Übungsmaterial:
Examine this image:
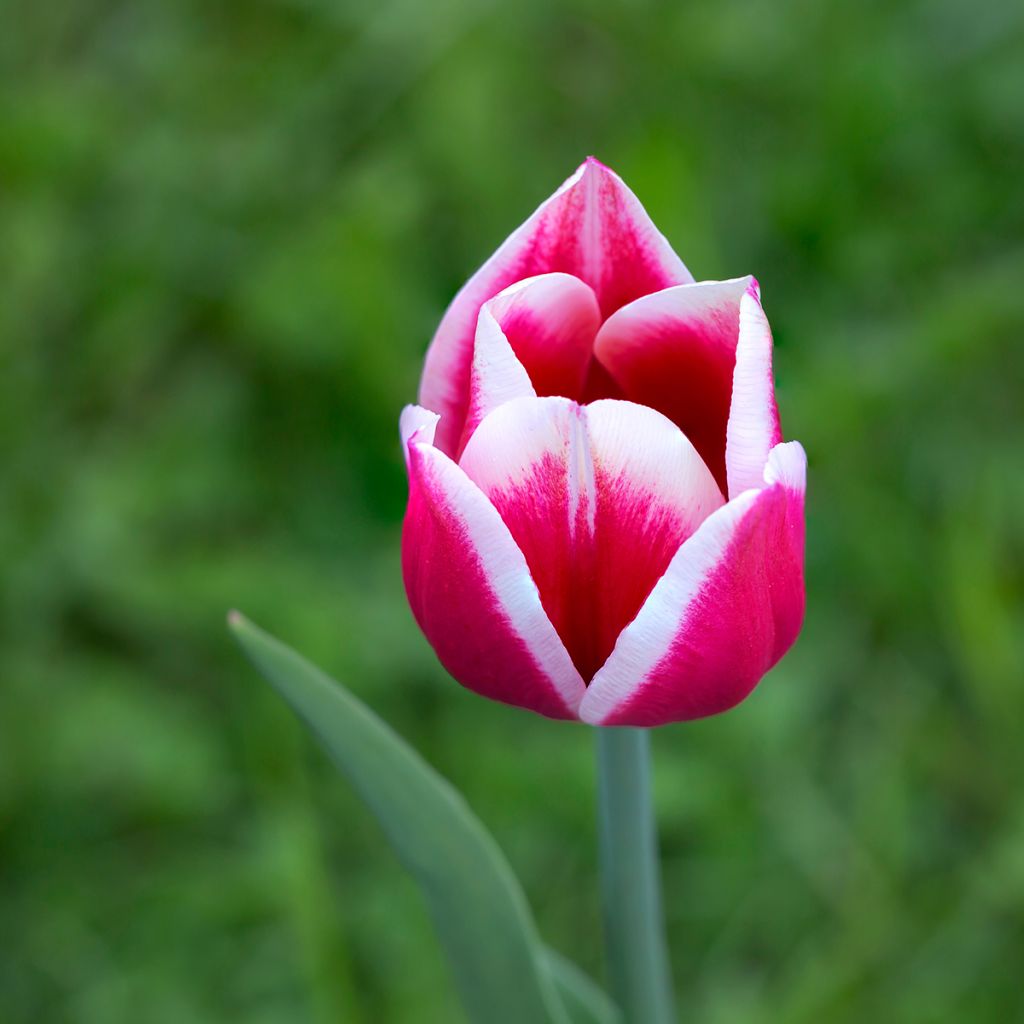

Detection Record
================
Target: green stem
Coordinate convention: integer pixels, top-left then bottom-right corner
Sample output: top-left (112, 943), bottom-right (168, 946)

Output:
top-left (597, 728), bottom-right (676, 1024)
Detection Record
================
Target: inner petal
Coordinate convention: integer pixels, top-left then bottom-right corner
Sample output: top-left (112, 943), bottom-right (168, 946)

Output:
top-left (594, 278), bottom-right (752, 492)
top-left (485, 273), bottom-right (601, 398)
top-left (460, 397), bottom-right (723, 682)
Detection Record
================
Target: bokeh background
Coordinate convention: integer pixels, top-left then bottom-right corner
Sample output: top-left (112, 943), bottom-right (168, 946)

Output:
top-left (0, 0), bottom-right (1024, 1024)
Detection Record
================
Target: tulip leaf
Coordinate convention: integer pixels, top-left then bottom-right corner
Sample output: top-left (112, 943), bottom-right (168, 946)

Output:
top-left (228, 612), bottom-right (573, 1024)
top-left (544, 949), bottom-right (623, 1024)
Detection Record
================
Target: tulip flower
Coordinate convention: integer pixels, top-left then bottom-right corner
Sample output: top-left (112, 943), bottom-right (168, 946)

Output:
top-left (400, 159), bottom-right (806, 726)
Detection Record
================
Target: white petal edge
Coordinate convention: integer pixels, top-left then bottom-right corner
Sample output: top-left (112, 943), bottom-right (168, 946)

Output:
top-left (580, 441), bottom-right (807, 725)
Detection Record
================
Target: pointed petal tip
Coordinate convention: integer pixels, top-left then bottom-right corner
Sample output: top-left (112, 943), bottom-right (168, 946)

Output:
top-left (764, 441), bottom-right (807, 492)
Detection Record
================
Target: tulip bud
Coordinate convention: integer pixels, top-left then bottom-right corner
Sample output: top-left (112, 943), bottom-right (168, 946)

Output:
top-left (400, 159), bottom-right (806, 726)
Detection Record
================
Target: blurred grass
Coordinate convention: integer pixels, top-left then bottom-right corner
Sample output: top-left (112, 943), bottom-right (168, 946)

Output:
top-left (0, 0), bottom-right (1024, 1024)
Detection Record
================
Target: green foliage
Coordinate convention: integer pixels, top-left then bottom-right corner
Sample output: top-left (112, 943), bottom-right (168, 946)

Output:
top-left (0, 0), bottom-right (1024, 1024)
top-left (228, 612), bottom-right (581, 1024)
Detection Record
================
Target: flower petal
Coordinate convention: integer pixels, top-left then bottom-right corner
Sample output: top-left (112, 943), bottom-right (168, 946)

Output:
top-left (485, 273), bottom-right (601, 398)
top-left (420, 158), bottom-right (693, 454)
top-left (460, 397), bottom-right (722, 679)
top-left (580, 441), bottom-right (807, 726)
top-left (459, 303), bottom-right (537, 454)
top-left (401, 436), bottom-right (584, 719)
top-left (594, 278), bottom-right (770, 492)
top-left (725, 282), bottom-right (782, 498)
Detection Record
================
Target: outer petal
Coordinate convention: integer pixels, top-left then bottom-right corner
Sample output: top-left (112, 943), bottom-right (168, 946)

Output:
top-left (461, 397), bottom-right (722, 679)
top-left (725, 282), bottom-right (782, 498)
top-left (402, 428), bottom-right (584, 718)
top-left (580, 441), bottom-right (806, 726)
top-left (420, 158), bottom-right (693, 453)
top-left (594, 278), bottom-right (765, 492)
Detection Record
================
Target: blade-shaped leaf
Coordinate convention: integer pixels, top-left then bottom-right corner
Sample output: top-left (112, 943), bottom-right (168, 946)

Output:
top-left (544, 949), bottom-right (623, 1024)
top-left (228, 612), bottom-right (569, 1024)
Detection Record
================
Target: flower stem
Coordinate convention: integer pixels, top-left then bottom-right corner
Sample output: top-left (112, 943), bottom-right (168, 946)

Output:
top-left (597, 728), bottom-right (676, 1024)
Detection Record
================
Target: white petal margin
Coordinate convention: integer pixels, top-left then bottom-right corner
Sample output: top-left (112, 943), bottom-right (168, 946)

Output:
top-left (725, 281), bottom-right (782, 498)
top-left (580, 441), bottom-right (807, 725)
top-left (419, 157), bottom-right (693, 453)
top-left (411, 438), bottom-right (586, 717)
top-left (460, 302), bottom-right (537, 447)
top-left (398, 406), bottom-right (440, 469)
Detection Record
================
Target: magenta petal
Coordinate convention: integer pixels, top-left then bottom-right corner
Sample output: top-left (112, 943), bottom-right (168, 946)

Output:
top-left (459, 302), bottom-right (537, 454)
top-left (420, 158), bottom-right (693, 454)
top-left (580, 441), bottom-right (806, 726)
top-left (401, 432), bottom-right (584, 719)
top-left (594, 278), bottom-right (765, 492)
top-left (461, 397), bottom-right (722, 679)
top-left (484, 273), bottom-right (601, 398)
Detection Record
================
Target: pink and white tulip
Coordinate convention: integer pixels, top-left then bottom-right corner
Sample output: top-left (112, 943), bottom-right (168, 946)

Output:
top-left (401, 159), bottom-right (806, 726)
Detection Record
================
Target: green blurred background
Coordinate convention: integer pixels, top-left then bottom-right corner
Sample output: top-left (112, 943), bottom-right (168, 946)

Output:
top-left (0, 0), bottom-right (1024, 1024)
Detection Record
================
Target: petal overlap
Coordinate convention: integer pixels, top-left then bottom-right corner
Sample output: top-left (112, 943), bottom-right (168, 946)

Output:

Aufgabe: Gib an, wie viele Zeilen der Datensätze oben die Zeichenfolge „flower“ enthalten, und nenne dabei nur die Zahl. Groß- und Kleinschreibung wird beachtet.

Lösung: 3